(Natural-language object grounding data)

____________

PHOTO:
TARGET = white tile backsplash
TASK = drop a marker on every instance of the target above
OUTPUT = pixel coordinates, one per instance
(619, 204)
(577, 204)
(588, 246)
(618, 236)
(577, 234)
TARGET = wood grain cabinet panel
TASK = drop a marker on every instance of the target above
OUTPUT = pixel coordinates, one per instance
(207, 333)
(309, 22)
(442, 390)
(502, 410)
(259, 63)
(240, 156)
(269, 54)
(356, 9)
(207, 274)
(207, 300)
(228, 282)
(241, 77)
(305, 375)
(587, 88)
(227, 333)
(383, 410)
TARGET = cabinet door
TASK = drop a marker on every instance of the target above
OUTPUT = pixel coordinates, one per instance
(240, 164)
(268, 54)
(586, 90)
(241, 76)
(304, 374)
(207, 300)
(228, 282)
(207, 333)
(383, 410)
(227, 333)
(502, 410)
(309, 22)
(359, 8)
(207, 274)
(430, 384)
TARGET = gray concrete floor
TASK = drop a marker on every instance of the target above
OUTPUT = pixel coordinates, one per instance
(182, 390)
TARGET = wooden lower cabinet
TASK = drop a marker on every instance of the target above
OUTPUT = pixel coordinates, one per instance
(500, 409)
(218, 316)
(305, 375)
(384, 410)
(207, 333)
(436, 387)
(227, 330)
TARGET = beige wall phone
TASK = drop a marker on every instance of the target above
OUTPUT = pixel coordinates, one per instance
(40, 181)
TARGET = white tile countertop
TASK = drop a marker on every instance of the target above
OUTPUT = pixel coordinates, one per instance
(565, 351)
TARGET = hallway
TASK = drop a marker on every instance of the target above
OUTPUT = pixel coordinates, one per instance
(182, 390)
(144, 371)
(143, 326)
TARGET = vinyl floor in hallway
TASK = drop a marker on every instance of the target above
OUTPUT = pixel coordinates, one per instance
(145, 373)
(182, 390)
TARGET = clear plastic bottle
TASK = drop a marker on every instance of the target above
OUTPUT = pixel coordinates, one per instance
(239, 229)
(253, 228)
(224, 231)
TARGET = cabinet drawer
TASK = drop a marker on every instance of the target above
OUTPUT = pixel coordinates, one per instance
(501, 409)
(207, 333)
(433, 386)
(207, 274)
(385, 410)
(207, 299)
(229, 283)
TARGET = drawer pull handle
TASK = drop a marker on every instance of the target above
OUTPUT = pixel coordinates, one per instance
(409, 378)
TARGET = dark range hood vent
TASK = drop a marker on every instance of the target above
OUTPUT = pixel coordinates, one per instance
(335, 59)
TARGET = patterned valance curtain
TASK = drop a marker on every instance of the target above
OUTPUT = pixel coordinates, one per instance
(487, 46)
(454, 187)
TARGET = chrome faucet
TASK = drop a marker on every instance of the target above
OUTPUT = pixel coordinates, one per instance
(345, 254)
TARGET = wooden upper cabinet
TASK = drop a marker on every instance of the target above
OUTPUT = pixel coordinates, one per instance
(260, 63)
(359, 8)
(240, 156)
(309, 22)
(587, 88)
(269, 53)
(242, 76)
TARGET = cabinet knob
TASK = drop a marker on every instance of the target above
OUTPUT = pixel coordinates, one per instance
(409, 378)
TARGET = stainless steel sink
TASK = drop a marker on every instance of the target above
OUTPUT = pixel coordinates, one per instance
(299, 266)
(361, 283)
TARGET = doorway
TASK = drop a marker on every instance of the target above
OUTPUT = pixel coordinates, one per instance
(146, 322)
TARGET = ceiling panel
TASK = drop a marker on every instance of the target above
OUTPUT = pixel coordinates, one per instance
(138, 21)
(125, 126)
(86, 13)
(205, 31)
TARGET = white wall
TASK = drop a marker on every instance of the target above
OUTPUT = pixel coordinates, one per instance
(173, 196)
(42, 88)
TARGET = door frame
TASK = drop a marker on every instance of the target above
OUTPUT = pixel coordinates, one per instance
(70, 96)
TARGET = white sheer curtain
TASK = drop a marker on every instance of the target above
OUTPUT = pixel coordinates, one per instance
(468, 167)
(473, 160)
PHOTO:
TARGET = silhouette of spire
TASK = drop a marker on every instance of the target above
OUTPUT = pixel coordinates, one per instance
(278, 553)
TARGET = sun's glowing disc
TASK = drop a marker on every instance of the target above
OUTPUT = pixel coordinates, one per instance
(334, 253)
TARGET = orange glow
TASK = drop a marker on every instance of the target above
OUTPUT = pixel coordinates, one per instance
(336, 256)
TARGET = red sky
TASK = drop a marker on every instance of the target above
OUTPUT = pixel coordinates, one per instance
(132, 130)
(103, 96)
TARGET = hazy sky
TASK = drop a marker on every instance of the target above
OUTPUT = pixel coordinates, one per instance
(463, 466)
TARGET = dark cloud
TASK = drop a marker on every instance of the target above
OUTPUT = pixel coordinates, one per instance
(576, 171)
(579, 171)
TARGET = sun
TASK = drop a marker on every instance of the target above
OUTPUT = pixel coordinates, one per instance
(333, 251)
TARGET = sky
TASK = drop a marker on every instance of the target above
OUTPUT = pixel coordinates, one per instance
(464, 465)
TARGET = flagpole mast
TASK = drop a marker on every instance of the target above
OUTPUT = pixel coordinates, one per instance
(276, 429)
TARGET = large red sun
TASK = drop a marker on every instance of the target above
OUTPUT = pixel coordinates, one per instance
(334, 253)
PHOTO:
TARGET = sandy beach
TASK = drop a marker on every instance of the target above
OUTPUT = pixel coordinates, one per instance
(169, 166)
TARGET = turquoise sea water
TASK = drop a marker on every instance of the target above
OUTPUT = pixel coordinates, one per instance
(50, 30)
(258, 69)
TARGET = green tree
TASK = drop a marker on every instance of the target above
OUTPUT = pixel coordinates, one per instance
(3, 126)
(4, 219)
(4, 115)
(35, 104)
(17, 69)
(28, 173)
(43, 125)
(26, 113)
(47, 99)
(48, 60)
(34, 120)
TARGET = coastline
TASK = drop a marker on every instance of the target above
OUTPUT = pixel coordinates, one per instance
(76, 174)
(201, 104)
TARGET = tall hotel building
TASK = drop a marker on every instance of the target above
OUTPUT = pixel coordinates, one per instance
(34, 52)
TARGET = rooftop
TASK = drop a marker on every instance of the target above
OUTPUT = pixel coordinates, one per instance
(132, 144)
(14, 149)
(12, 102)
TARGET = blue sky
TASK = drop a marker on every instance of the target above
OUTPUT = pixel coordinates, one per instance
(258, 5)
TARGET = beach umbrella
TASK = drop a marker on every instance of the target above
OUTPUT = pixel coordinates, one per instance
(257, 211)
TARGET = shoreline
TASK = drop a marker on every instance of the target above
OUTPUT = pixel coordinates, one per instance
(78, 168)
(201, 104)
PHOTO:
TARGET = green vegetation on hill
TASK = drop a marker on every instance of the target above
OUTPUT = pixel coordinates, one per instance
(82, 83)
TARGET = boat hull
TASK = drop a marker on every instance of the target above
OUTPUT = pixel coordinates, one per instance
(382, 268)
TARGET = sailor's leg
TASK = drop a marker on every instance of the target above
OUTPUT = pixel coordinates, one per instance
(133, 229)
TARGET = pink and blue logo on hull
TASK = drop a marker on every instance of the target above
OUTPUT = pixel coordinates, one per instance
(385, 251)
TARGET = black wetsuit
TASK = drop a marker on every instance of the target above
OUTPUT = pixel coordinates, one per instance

____________

About this exercise
Once you have read the records above, write them out again exactly.

Output of the exercise
PHOTO:
TARGET = white tile backsplash
TASK = drop a marker on every instance of the target above
OUTPUT = pixel coordinates, one per instance
(619, 204)
(577, 204)
(588, 246)
(618, 236)
(577, 234)
TARGET = wood grain cabinet panel
TASK = drop a marker on every instance of the target above
OUTPUT = pixel coordinates, one per instance
(207, 333)
(309, 22)
(442, 390)
(502, 410)
(259, 63)
(240, 156)
(269, 54)
(356, 9)
(207, 274)
(207, 300)
(228, 282)
(241, 77)
(305, 375)
(587, 88)
(227, 333)
(383, 410)
TARGET = cabinet door
TASK = drop a marker on every instance of the target above
OUTPUT = pixel coordinates, one per instance
(240, 164)
(268, 54)
(586, 90)
(241, 76)
(304, 374)
(207, 300)
(228, 282)
(207, 333)
(383, 410)
(227, 333)
(502, 410)
(309, 22)
(359, 8)
(207, 274)
(430, 384)
TARGET = gray concrete floor
TASK = drop a marker on every instance of the target above
OUTPUT = pixel coordinates, one per instance
(182, 390)
TARGET = wooden lower cabinet
TASK = drop a marker on every instance of the target above
OUTPUT = pixel coordinates, one per instance
(500, 409)
(218, 316)
(305, 375)
(384, 410)
(207, 333)
(436, 387)
(227, 330)
TARGET = beige wall phone
TASK = drop a marker on every instance of the target above
OUTPUT = pixel coordinates, one per instance
(40, 181)
TARGET = white tile countertop
TASK = drop a marker on every instance of the target above
OUTPUT = pixel coordinates, one per instance
(565, 351)
TARGET = hallway
TASK = drop a marker on every instance of the target above
OUTPUT = pixel coordinates, one per instance
(182, 390)
(144, 371)
(143, 326)
TARGET = vinyl floor in hallway
TASK = drop a marker on every instance of the target above
OUTPUT = pixel coordinates, one per instance
(145, 373)
(182, 390)
TARGET = clear plastic bottle
TASK = drop a marker on every instance of the target above
OUTPUT = pixel coordinates, one per instance
(239, 229)
(253, 228)
(224, 231)
TARGET = cabinet drawer
TASK = drop a marker on every instance of the target above
OUTPUT = pixel coordinates, one per instance
(501, 409)
(207, 333)
(433, 386)
(207, 274)
(385, 410)
(207, 299)
(229, 283)
TARGET = drawer pull handle
TASK = drop a marker on every instance of the target above
OUTPUT = pixel coordinates, one per instance
(409, 378)
TARGET = dark range hood vent
TASK = drop a marker on every instance of the target above
OUTPUT = pixel coordinates, one per instance
(335, 59)
TARGET = patterned valance curtain
TASK = drop a marker on every instance of the target above
OUTPUT = pixel coordinates, one per instance
(487, 46)
(454, 187)
TARGET = chrome faucet
TASK = drop a marker on every instance of the target above
OUTPUT = pixel coordinates, one per instance
(345, 254)
TARGET = wooden upper cabinet
TASK = drop a marker on every instance of the target above
OUTPUT = pixel coordinates, one per instance
(260, 63)
(359, 8)
(240, 156)
(309, 22)
(587, 88)
(269, 53)
(242, 76)
TARGET = cabinet knob
TASK = drop a marker on every instance of the target above
OUTPUT = pixel coordinates, one per instance
(409, 378)
TARGET = stainless steel sink
TASK = drop a marker on every instance of the target above
OUTPUT = pixel coordinates, one per instance
(299, 266)
(361, 283)
TARGET = doorway
TASK = drop a marker on every instance of the target above
OUTPUT = pixel coordinates, one per instance
(146, 322)
TARGET = ceiling panel
TASK = drop a marker on every instance of the target above
OUTPUT = pixel coordinates, one per instance
(138, 21)
(125, 126)
(86, 13)
(205, 31)
TARGET = white wall
TASK = drop a marker on every instance of the target above
OUTPUT = pixel coordinates, one per instance
(173, 196)
(42, 88)
TARGET = door frame
TASK = drop a marker on every instance of the target above
OUTPUT = pixel coordinates, one per instance
(70, 96)
TARGET = white sheer curtain
TASK = drop a marker on every instance of the target above
OUTPUT = pixel coordinates, one per instance
(468, 167)
(473, 160)
PHOTO:
TARGET = silhouette of spire
TASK = drop a marker on every instance of the target above
OUTPUT = pixel coordinates, one per instance
(278, 553)
TARGET = sun's glowing disc
TASK = drop a marker on every instance of the target above
OUTPUT = pixel coordinates, one per instance
(334, 253)
TARGET = orange glow
TASK = drop a marker on every instance of the target above
OUTPUT = pixel coordinates, one per instance
(336, 256)
TARGET = red sky
TASK = drop a marker on every instance of the target above
OUTPUT = pixel coordinates, one per instance
(132, 130)
(103, 96)
TARGET = hazy sky
TASK = drop a marker on every instance of the target above
OUTPUT = pixel coordinates, one per instance
(463, 466)
TARGET = dark cloud
TASK = drop a marker on every instance of the target above
OUTPUT = pixel coordinates, one per instance
(576, 171)
(579, 171)
TARGET = sun
TASK = drop a marker on every instance of the target above
OUTPUT = pixel coordinates, one per instance
(333, 251)
TARGET = sky
TASK = drop a marker on every instance of the target above
OUTPUT = pixel coordinates, one per instance
(464, 465)
TARGET = flagpole mast
TASK = drop a marker on every instance of the target above
OUTPUT = pixel coordinates, one per instance
(276, 429)
TARGET = large red sun
TASK = drop a marker on every instance of the target above
OUTPUT = pixel coordinates, one per instance
(334, 253)
PHOTO:
TARGET = sandy beach
TASK = drop a marker on every instance of the target above
OUTPUT = pixel coordinates, one per instance
(169, 166)
TARGET = turquoise sea water
TASK = drop a marker on every instance of the target above
OUTPUT = pixel coordinates, one per instance
(50, 30)
(258, 69)
TARGET = green tree
TASK = drop a marker on every instance of the target above
OUTPUT = pixel coordinates, one per instance
(3, 126)
(4, 219)
(4, 115)
(35, 104)
(17, 69)
(28, 173)
(43, 125)
(26, 113)
(47, 99)
(48, 60)
(34, 120)
TARGET = coastline
TASK = drop a marker on every instance of the target above
OUTPUT = pixel coordinates, one per instance
(76, 174)
(201, 104)
TARGET = tall hotel building
TASK = drop a marker on every instance of the target above
OUTPUT = pixel coordinates, one per instance
(34, 52)
TARGET = rooftop
TASK = drop a marker on every instance of the target above
OUTPUT = pixel coordinates, one per instance
(132, 144)
(14, 149)
(12, 102)
TARGET = blue sky
TASK = drop a marker on every instance of the target above
OUTPUT = pixel coordinates, one per instance
(258, 5)
TARGET = beach umbrella
TASK = drop a marker on every instance of the target above
OUTPUT = pixel coordinates, one per instance
(257, 211)
TARGET = shoreline
TASK = drop a marker on every instance of the target above
OUTPUT = pixel coordinates, one per instance
(78, 168)
(201, 104)
PHOTO:
TARGET = green vegetation on hill
TASK = drop a marker on every instance of the target above
OUTPUT = pixel coordinates, one per instance
(82, 83)
TARGET = boat hull
TASK = drop a marker on every instance of the target above
OUTPUT = pixel coordinates, one per instance
(382, 268)
TARGET = sailor's leg
TASK = drop a marker on every instance of the target above
OUTPUT = pixel coordinates, one per instance
(133, 229)
TARGET = pink and blue logo on hull
TASK = drop a marker on every instance of the target above
OUTPUT = pixel coordinates, one per instance
(385, 251)
TARGET = black wetsuit
TASK = drop a marker on every instance of the target above
OUTPUT = pixel coordinates, one per instance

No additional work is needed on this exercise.